— Begin EXCERPTED DATA —

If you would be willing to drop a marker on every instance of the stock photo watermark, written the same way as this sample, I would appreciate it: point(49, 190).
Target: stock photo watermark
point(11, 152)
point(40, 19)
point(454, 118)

— End EXCERPTED DATA —

EXERCISE REQUIREMENTS: Render the data above as a CSV with the header input,output, giving each input its own row next to its corresponding output. Wrap every field in double quotes and replace any line breaks inside a field with spaces.

WRITTEN REPLY:
input,output
"If you would be willing to drop a marker on every instance of the stock photo watermark, written the same way as this sample, I would appreciate it: point(49, 190). Target: stock photo watermark","point(11, 152) point(40, 19) point(454, 118)"